Excerpted records:
—————
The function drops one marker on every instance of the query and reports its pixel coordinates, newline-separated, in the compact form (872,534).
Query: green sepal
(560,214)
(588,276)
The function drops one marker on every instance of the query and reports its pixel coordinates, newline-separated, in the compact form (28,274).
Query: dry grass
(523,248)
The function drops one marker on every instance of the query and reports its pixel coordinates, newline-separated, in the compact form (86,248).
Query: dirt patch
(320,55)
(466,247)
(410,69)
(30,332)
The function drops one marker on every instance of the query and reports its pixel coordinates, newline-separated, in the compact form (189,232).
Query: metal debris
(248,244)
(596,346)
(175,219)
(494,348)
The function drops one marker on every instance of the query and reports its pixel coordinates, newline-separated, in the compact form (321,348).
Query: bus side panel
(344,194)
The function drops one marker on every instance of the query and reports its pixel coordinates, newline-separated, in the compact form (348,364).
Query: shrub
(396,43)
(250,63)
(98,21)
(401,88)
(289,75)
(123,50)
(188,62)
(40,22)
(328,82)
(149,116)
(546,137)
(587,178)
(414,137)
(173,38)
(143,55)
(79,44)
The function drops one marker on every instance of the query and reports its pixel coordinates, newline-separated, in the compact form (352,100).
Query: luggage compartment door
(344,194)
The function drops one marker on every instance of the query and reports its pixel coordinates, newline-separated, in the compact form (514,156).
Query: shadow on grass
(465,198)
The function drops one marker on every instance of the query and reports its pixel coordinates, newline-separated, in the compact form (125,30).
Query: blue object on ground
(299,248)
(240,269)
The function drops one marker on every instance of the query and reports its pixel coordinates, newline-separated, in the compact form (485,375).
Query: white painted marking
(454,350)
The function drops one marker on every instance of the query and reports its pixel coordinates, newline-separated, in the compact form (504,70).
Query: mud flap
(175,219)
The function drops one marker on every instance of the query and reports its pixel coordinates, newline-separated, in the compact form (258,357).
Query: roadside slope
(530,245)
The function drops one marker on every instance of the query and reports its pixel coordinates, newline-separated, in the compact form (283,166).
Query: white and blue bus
—————
Short problem:
Starting at the line that contains "compact form (125,30)." and ending at the final line of the records, both included, put those lines into a numbered list with any blank lines omitted.

Correct answer:
1. The function drops one marker on every instance of the query and reports its pixel coordinates, newline-separated, in the compact form (125,30).
2. Query: blue object on ground
3. (299,248)
4. (240,269)
5. The function drops one marker on every instance of the query and reports its pixel coordinates, newline-separated, in the compact form (485,375).
6. Query: white painted marking
7. (454,350)
8. The function drops one marker on every instance of the query and reports its pixel coordinates, newline-separated, in the compact form (504,70).
9. Query: mud flap
10. (175,219)
11. The function drops one marker on every instance of the query and reports its pixel coordinates, newline-separated, in the compact form (258,357).
12. Query: roadside slope
13. (530,245)
14. The function drops one marker on every instance of the query and reports its pixel coordinates, newline-separated, in the compact form (283,166).
15. Query: white and blue bus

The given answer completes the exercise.